• _CHALLENGE_:
Repeat the whole listing exactly.

• _INPUT_:

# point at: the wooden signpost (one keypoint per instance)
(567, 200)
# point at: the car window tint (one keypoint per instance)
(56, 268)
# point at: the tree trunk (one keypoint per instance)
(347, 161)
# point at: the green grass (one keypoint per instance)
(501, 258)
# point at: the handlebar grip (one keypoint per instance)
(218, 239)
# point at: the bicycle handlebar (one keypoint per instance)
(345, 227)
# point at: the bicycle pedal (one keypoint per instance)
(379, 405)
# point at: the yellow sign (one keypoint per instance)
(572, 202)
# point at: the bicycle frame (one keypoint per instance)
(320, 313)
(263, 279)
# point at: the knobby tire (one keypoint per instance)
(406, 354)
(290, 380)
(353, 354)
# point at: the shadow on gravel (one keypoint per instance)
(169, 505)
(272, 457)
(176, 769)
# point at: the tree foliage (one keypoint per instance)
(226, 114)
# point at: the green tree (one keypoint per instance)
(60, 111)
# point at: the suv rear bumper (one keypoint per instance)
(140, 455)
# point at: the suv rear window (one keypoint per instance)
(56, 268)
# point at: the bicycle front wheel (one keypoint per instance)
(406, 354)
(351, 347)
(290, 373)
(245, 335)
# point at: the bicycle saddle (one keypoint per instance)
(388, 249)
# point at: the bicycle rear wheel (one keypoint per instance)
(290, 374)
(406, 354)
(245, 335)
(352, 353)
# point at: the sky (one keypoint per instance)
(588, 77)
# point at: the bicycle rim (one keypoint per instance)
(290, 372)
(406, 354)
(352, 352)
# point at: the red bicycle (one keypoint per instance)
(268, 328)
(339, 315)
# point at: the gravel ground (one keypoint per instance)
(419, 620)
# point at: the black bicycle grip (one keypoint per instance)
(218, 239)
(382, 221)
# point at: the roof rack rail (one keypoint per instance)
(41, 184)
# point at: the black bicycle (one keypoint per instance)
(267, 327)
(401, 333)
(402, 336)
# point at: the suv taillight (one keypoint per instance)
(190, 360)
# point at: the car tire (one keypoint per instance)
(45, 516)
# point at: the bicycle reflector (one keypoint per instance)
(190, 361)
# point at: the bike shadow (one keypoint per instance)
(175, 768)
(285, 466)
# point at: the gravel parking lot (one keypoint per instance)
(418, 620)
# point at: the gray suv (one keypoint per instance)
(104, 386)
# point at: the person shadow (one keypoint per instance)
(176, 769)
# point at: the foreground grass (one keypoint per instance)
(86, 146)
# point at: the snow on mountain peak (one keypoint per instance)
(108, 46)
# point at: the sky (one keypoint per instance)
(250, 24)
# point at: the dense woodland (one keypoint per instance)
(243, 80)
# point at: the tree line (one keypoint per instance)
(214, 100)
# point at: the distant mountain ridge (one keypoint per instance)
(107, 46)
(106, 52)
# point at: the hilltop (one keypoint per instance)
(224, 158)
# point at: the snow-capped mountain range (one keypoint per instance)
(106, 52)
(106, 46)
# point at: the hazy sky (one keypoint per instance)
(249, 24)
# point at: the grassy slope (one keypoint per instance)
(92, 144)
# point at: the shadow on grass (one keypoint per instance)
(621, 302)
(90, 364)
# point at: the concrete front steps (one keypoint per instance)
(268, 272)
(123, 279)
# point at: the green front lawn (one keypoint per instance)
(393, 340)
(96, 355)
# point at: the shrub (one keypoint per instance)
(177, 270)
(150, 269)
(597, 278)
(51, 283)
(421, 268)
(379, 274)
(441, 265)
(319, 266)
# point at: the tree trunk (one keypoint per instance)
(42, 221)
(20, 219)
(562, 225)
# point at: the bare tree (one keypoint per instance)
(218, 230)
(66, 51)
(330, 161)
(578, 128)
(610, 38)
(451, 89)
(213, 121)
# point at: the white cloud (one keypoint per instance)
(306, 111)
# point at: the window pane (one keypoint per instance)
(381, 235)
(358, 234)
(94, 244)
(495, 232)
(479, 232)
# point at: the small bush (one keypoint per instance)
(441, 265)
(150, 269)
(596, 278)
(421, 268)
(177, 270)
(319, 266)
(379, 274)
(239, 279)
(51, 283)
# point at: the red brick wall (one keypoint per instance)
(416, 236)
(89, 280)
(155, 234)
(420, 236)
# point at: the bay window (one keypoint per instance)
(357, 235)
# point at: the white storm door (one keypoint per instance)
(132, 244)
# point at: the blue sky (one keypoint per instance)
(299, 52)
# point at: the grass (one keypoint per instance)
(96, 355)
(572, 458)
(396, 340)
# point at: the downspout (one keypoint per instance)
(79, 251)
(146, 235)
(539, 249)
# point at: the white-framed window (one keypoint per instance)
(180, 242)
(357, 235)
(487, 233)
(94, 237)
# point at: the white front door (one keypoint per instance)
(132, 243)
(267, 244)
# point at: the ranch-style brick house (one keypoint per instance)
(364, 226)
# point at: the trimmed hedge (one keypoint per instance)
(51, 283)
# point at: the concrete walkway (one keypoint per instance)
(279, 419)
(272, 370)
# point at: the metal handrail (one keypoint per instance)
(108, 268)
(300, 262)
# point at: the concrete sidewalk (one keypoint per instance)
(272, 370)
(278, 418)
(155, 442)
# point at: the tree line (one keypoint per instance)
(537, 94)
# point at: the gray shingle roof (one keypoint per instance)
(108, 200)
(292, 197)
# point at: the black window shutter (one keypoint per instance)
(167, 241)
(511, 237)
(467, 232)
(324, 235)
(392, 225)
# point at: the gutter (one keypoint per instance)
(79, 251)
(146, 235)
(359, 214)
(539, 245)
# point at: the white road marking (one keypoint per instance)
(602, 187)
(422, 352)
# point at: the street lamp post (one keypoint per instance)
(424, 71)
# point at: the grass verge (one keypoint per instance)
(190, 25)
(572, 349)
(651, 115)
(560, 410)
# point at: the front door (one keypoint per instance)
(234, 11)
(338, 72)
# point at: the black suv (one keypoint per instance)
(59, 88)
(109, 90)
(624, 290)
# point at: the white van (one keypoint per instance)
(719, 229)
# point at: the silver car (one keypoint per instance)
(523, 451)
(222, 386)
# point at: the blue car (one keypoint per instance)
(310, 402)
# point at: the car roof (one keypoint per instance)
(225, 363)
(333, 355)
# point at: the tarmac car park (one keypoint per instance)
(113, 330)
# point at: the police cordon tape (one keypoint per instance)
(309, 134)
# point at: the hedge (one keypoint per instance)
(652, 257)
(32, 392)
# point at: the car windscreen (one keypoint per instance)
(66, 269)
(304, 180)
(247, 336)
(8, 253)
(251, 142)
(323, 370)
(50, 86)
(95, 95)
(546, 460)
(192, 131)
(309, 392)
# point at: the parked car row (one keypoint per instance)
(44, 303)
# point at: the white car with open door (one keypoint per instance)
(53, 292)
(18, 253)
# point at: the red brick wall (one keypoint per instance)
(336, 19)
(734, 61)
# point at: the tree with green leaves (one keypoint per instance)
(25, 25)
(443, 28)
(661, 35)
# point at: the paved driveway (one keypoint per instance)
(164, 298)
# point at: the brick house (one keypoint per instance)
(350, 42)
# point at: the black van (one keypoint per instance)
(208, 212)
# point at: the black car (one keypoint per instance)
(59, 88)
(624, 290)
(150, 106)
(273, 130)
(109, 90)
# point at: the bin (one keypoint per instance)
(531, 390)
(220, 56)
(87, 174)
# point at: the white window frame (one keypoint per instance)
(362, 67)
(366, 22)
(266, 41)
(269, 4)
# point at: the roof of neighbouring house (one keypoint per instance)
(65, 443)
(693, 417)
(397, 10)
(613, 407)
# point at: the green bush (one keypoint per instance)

• _ANSWER TO THIS TASK_:
# point at: the wooden signpost (one keypoint per instance)
(567, 200)
# point at: the car window tint (one keypoint per instance)
(56, 268)
# point at: the tree trunk (one keypoint per instance)
(347, 161)
# point at: the green grass (one keypoint per instance)
(501, 258)
# point at: the handlebar grip (one keypoint per instance)
(218, 239)
# point at: the bicycle handlebar (one keypoint per instance)
(345, 227)
# point at: the bicycle pedal (one keypoint per instance)
(379, 405)
# point at: the yellow sign (one keypoint per instance)
(572, 202)
# point at: the bicycle frame (one keypoint per instance)
(320, 313)
(263, 279)
# point at: the knobby tire (one keypoint per instance)
(406, 354)
(290, 380)
(353, 354)
# point at: the shadow on gravel (one keypoint per instance)
(169, 505)
(272, 457)
(176, 769)
# point at: the tree foliage (one keypoint per instance)
(226, 114)
# point at: the green tree (one keypoint per instance)
(60, 111)
# point at: the suv rear bumper (one keypoint per instance)
(140, 455)
# point at: the suv rear window (one keypoint per instance)
(56, 268)
# point at: the bicycle front wheel (one keypoint per instance)
(406, 354)
(351, 347)
(290, 373)
(245, 335)
# point at: the bicycle saddle (one keypoint per instance)
(388, 249)
# point at: the bicycle rear wheel (one keypoint per instance)
(290, 374)
(406, 354)
(245, 335)
(352, 353)
# point at: the sky (one keypoint per instance)
(588, 77)
# point at: the bicycle rim (one keypoint per instance)
(290, 372)
(406, 354)
(352, 352)
# point at: the red bicycle (one keypoint per instance)
(268, 328)
(339, 315)
# point at: the gravel ground (one keypoint per instance)
(419, 620)
# point at: the black bicycle grip (one keypoint per instance)
(218, 239)
(382, 221)
# point at: the roof rack rail (one keypoint per instance)
(41, 184)
# point at: the black bicycle (one keypoint per instance)
(267, 327)
(401, 333)
(402, 336)
# point at: the suv taillight (one keypoint per instance)
(190, 360)
# point at: the car tire (one keypoint per instance)
(45, 516)
# point at: the bicycle reflector (one keypoint per instance)
(190, 361)
# point at: the bike shadow (one keypoint per instance)
(175, 768)
(285, 466)
# point at: the gravel parking lot (one keypoint per instance)
(418, 620)
# point at: the gray suv (one keypoint per instance)
(104, 386)
# point at: the person shadow (one keypoint per instance)
(176, 769)
# point at: the foreground grass (one keypoint per instance)
(86, 146)
# point at: the snow on mountain peak (one keypoint per instance)
(108, 46)
# point at: the sky (one keypoint per instance)
(250, 24)
# point at: the dense woodland (one keypoint per instance)
(243, 80)
# point at: the tree line (one keypoint per instance)
(214, 100)
# point at: the distant mountain ridge (one keypoint per instance)
(107, 46)
(106, 52)
# point at: the hilltop (one keypoint per instance)
(224, 158)
# point at: the snow-capped mountain range (one keypoint per instance)
(106, 52)
(106, 46)
# point at: the hazy sky (one keypoint per instance)
(249, 24)
# point at: the grassy slope (one keypoint per instance)
(92, 144)
# point at: the shadow on grass (one keypoint per instance)
(621, 302)
(90, 364)
# point at: the concrete front steps (one keypoint per instance)
(268, 272)
(123, 279)
# point at: the green front lawn (one keypoint per instance)
(393, 340)
(96, 355)
# point at: the shrub (one keypoint per instance)
(177, 270)
(150, 269)
(597, 278)
(51, 283)
(421, 268)
(379, 274)
(441, 265)
(319, 266)
# point at: the tree trunk (one keypoint per instance)
(42, 221)
(20, 219)
(562, 225)
# point at: the bare tree (one keypoint per instance)
(218, 230)
(66, 51)
(330, 161)
(578, 128)
(610, 38)
(451, 89)
(213, 121)
# point at: the white cloud (one keypoint per instance)
(306, 111)
# point at: the window pane (one keypoint per instance)
(381, 235)
(358, 234)
(94, 244)
(495, 232)
(479, 232)
# point at: the small bush (one keypoint per instance)
(441, 265)
(150, 269)
(596, 278)
(421, 268)
(177, 270)
(319, 266)
(379, 274)
(239, 279)
(51, 283)
# point at: the red brick wall (one keypoint per instance)
(416, 236)
(89, 280)
(155, 234)
(420, 236)
# point at: the bay window (one keypoint per instance)
(357, 235)
# point at: the white storm door (one keypoint per instance)
(132, 244)
# point at: the blue sky (one keypoint per instance)
(299, 52)
# point at: the grass (one keypoint per instance)
(96, 355)
(572, 458)
(396, 340)
# point at: the downspout (one keypoint per instance)
(79, 251)
(146, 235)
(539, 249)
# point at: the white-framed window (one keypoint per instance)
(180, 242)
(357, 235)
(487, 233)
(94, 237)
# point at: the white front door (one keypoint per instance)
(132, 243)
(267, 244)
# point at: the ranch-style brick house (one keypoint per instance)
(364, 226)
# point at: the trimmed hedge (one keypoint per instance)
(51, 283)
# point at: the concrete walkway (one keypoint per instance)
(279, 419)
(272, 370)
# point at: the metal handrail (one keypoint per instance)
(108, 268)
(300, 262)
# point at: the concrete sidewalk (one keypoint per instance)
(272, 370)
(278, 418)
(155, 442)
# point at: the tree line (one keypoint per instance)
(537, 94)
# point at: the gray shingle roof (one keypoint per instance)
(108, 200)
(292, 197)
# point at: the black window shutter (one keypoint per instance)
(167, 241)
(511, 237)
(467, 232)
(324, 235)
(392, 225)
# point at: the gutter (one keypoint per instance)
(79, 251)
(146, 235)
(359, 214)
(539, 245)
# point at: the white road marking (one keypoint per instance)
(602, 187)
(422, 352)
# point at: the street lamp post (one keypoint per instance)
(424, 71)
# point at: the grass verge (one keypoint per instance)
(190, 25)
(572, 349)
(651, 115)
(560, 410)
# point at: the front door (one keypoint per instance)
(234, 11)
(338, 72)
# point at: the black suv (one keypoint per instance)
(59, 88)
(109, 90)
(624, 290)
# point at: the white van (one keypoint per instance)
(719, 229)
# point at: the silver car (one keypoint per instance)
(523, 451)
(222, 386)
# point at: the blue car (one keypoint per instance)
(310, 402)
# point at: the car roof (one keypoint per instance)
(225, 363)
(333, 355)
# point at: the tarmac car park (one keypoint per instance)
(113, 330)
# point at: the police cordon tape (one keypoint per instance)
(309, 134)
# point at: the hedge (one keypoint per instance)
(652, 257)
(32, 392)
# point at: the car windscreen (one keypoint per instance)
(66, 269)
(304, 180)
(247, 336)
(8, 253)
(251, 142)
(323, 370)
(50, 86)
(95, 95)
(546, 460)
(192, 131)
(309, 392)
# point at: the parked car row (one keypoint per instance)
(44, 303)
# point at: the white car with open door (one keypoint per instance)
(53, 292)
(18, 253)
# point at: the red brick wall (one keypoint per instance)
(336, 19)
(734, 61)
# point at: the tree with green leaves (one keypoint per instance)
(25, 25)
(443, 28)
(661, 35)
# point at: the paved driveway (one keypoint per instance)
(164, 298)
# point at: the brick house (one keypoint per instance)
(350, 42)
# point at: the black van (one keypoint per instance)
(208, 212)
# point at: the black car (one keypoint per instance)
(59, 88)
(624, 290)
(150, 106)
(273, 130)
(109, 90)
# point at: the bin (one keypoint per instance)
(531, 390)
(220, 56)
(87, 174)
# point at: the white window frame (one keypoint per instance)
(362, 67)
(366, 22)
(266, 41)
(269, 4)
# point at: the roof of neighbouring house (one keypoint per instance)
(65, 443)
(693, 417)
(397, 10)
(613, 407)
# point at: the green bush (one keypoint per instance)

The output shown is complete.